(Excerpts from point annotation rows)
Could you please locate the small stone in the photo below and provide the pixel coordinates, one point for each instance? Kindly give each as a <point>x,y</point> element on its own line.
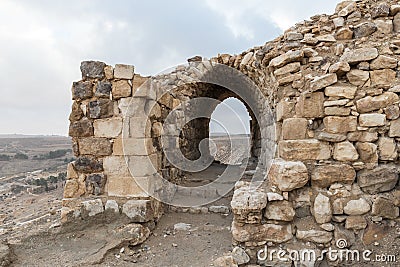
<point>357,207</point>
<point>345,151</point>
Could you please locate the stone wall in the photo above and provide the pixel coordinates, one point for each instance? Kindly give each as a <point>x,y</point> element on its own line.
<point>332,83</point>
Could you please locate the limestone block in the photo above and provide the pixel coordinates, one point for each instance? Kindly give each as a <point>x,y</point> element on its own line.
<point>95,146</point>
<point>307,149</point>
<point>294,128</point>
<point>324,176</point>
<point>345,151</point>
<point>372,120</point>
<point>111,127</point>
<point>340,125</point>
<point>122,71</point>
<point>288,175</point>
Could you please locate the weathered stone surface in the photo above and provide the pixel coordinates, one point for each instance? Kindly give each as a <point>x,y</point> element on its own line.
<point>364,29</point>
<point>294,128</point>
<point>357,207</point>
<point>344,34</point>
<point>394,130</point>
<point>324,176</point>
<point>387,148</point>
<point>380,10</point>
<point>138,210</point>
<point>372,120</point>
<point>368,152</point>
<point>247,204</point>
<point>103,89</point>
<point>322,209</point>
<point>359,55</point>
<point>82,90</point>
<point>310,105</point>
<point>280,211</point>
<point>356,222</point>
<point>93,207</point>
<point>288,175</point>
<point>102,108</point>
<point>288,57</point>
<point>380,179</point>
<point>92,69</point>
<point>111,127</point>
<point>121,89</point>
<point>346,91</point>
<point>340,125</point>
<point>308,149</point>
<point>385,208</point>
<point>345,151</point>
<point>317,236</point>
<point>82,128</point>
<point>264,232</point>
<point>329,137</point>
<point>95,146</point>
<point>358,77</point>
<point>122,71</point>
<point>322,81</point>
<point>88,164</point>
<point>383,62</point>
<point>371,103</point>
<point>383,78</point>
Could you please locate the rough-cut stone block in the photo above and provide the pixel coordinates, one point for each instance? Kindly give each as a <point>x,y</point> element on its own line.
<point>92,69</point>
<point>133,146</point>
<point>261,233</point>
<point>82,90</point>
<point>379,179</point>
<point>359,55</point>
<point>372,120</point>
<point>371,103</point>
<point>394,130</point>
<point>382,78</point>
<point>307,149</point>
<point>248,203</point>
<point>345,151</point>
<point>324,176</point>
<point>118,186</point>
<point>340,125</point>
<point>95,146</point>
<point>88,164</point>
<point>310,105</point>
<point>322,209</point>
<point>280,211</point>
<point>357,207</point>
<point>285,109</point>
<point>323,81</point>
<point>387,148</point>
<point>288,175</point>
<point>294,128</point>
<point>111,127</point>
<point>368,152</point>
<point>102,108</point>
<point>385,208</point>
<point>347,91</point>
<point>138,210</point>
<point>93,207</point>
<point>122,71</point>
<point>82,128</point>
<point>121,89</point>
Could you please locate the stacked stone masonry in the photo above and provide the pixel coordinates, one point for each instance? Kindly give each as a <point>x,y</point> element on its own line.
<point>333,85</point>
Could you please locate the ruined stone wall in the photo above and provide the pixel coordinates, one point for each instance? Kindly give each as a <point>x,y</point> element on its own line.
<point>333,85</point>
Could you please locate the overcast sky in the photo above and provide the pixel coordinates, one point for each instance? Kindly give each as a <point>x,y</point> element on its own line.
<point>43,42</point>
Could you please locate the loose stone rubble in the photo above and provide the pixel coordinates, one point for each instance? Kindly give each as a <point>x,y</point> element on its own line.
<point>332,82</point>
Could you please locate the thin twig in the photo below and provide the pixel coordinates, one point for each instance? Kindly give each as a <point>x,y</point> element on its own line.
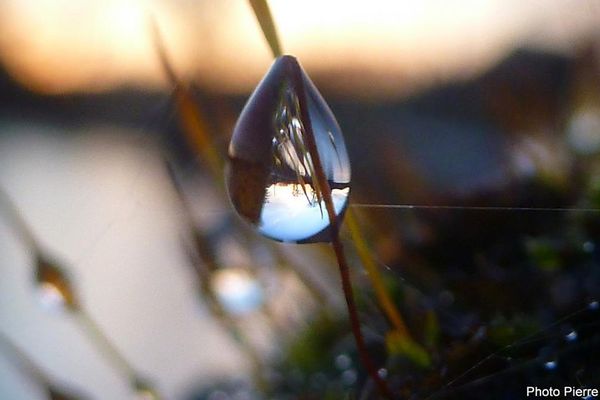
<point>335,240</point>
<point>374,275</point>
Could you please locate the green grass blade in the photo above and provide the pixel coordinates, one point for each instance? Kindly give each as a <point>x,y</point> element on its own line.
<point>265,19</point>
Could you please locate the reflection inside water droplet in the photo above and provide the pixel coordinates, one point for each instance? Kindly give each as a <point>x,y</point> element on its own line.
<point>272,178</point>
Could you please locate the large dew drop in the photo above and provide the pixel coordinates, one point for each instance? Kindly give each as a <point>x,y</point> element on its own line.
<point>271,177</point>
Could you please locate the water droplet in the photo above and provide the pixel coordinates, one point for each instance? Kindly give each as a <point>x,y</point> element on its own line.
<point>54,287</point>
<point>550,365</point>
<point>343,362</point>
<point>571,336</point>
<point>271,176</point>
<point>238,291</point>
<point>349,377</point>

**Exercise requirements:** Output all the rows above as a JSON list of strings with one string per line, omitting blank lines and the pictures.

**Solution to the problem:**
[
  "Could you please locate the small stone in the photo below and provide the pixel coordinates, one point for each instance? Kindly give each as a <point>x,y</point> element on its own line.",
  "<point>357,207</point>",
  "<point>345,151</point>",
  "Could you please locate the stone wall in the photo above and provide the pixel coordinates, one point for each instance? Kindly give each as a <point>x,y</point> element on its own line.",
  "<point>332,83</point>",
  "Could you please locate the limestone block in the photo above and provide the pixel coordinates, one point for each instance? Kindly give each as a <point>x,y</point> element on its own line.",
  "<point>95,146</point>",
  "<point>307,149</point>",
  "<point>294,128</point>",
  "<point>324,176</point>",
  "<point>345,151</point>",
  "<point>372,120</point>",
  "<point>111,127</point>",
  "<point>340,125</point>",
  "<point>122,71</point>",
  "<point>288,175</point>",
  "Could you please locate the weathered stone surface in the photo above and provide the pixel coordinates, one point for each instance? Kindly give each as a <point>x,y</point> element on its own line.",
  "<point>364,29</point>",
  "<point>294,128</point>",
  "<point>357,207</point>",
  "<point>344,34</point>",
  "<point>394,130</point>",
  "<point>324,176</point>",
  "<point>387,148</point>",
  "<point>380,10</point>",
  "<point>138,210</point>",
  "<point>372,120</point>",
  "<point>368,152</point>",
  "<point>247,204</point>",
  "<point>103,89</point>",
  "<point>322,209</point>",
  "<point>359,55</point>",
  "<point>82,90</point>",
  "<point>310,105</point>",
  "<point>280,211</point>",
  "<point>356,222</point>",
  "<point>93,207</point>",
  "<point>288,175</point>",
  "<point>102,108</point>",
  "<point>288,57</point>",
  "<point>380,179</point>",
  "<point>92,69</point>",
  "<point>111,127</point>",
  "<point>121,89</point>",
  "<point>346,91</point>",
  "<point>340,125</point>",
  "<point>308,149</point>",
  "<point>385,208</point>",
  "<point>345,151</point>",
  "<point>317,236</point>",
  "<point>82,128</point>",
  "<point>264,232</point>",
  "<point>329,137</point>",
  "<point>95,146</point>",
  "<point>358,77</point>",
  "<point>122,71</point>",
  "<point>322,81</point>",
  "<point>88,164</point>",
  "<point>383,62</point>",
  "<point>371,103</point>",
  "<point>383,78</point>",
  "Could you please locate the rough-cut stone block in the photo above and provide the pixel coordinates, one point for each instance? Kindly give each as a <point>x,y</point> element on its own line.",
  "<point>92,69</point>",
  "<point>133,146</point>",
  "<point>261,233</point>",
  "<point>82,90</point>",
  "<point>379,179</point>",
  "<point>359,55</point>",
  "<point>372,120</point>",
  "<point>371,103</point>",
  "<point>394,130</point>",
  "<point>382,78</point>",
  "<point>307,149</point>",
  "<point>248,203</point>",
  "<point>345,151</point>",
  "<point>324,176</point>",
  "<point>118,186</point>",
  "<point>340,125</point>",
  "<point>95,146</point>",
  "<point>88,164</point>",
  "<point>310,105</point>",
  "<point>322,209</point>",
  "<point>280,211</point>",
  "<point>357,207</point>",
  "<point>285,109</point>",
  "<point>323,81</point>",
  "<point>387,148</point>",
  "<point>288,175</point>",
  "<point>294,128</point>",
  "<point>111,127</point>",
  "<point>368,152</point>",
  "<point>102,108</point>",
  "<point>385,208</point>",
  "<point>347,91</point>",
  "<point>138,210</point>",
  "<point>93,207</point>",
  "<point>122,71</point>",
  "<point>82,128</point>",
  "<point>121,89</point>",
  "Could you please locate the stacked stone masonry in the photo above and provide the pixel coordinates, one point for each instance? Kindly give each as a <point>x,y</point> element on its own line.",
  "<point>333,85</point>",
  "Could you please locate the ruined stone wall in the photo above and provide the pixel coordinates, one point for each instance? Kindly give each as a <point>x,y</point> element on its own line.",
  "<point>333,85</point>",
  "Could you please locate the overcast sky in the photo above and provide the pixel coordinates, one point for each instance? Kindly give each as a <point>x,y</point> element on its own line.",
  "<point>43,42</point>",
  "Could you please locate the loose stone rubble in the photo above and provide the pixel coordinates, one point for each instance? Kindly give each as a <point>x,y</point> element on its own line.",
  "<point>332,82</point>",
  "Could you please locate the thin twig in the photo below and provide the pixel coordinates, one point for each instance? Kindly give each as a <point>x,y</point> element on its own line.",
  "<point>335,240</point>",
  "<point>374,275</point>",
  "Could you please locate the green grass blade in the photo above and provide the pixel coordinates, one point for each instance? Kindly give each as a <point>x,y</point> element on its own line.",
  "<point>265,19</point>",
  "Could you please locate the reflection inside water droplet in the photo above and provide the pixel coordinates, one point for each instance? Kindly give each as a <point>x,y</point> element on its own line.",
  "<point>272,178</point>",
  "Could you please locate the large dew drop in the photo above and provide the pixel coordinates, one point for each instance? Kindly give each as a <point>x,y</point> element on its own line.",
  "<point>271,177</point>",
  "Could you please locate the water droplet in the photo above and provide the pixel coordinates, one point for each instance? Kindly give each as a <point>x,y</point> element on its own line.",
  "<point>54,287</point>",
  "<point>550,365</point>",
  "<point>343,362</point>",
  "<point>571,336</point>",
  "<point>271,176</point>",
  "<point>238,291</point>",
  "<point>349,377</point>"
]